Objective: Turn the lines of the data into a Markdown table with a No. column for the row number and a Line column for each line, skipping blank lines. Leave the pictures out.

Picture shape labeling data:
• • • • •

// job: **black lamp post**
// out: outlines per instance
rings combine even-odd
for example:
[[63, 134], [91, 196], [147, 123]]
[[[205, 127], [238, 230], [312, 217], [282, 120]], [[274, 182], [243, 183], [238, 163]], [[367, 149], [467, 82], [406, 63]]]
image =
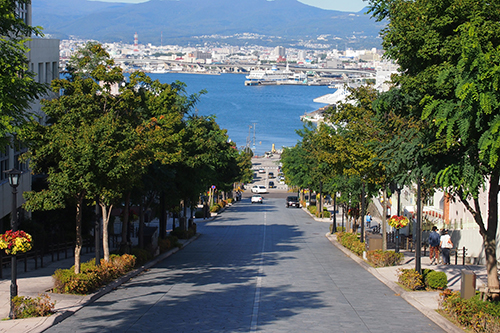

• • • • •

Answer to the problem:
| No. | Line |
|---|---|
| 1 | // job: **black lamp post** |
| 2 | // out: outlines per instance |
| 3 | rings combine even-odd |
| 4 | for example: |
| 5 | [[63, 134], [91, 196], [147, 123]] |
| 6 | [[[205, 127], [238, 230], [312, 217], [282, 120]], [[274, 182], [243, 183], [238, 163]], [[367, 149], [467, 82], [406, 63]]] |
| 7 | image = |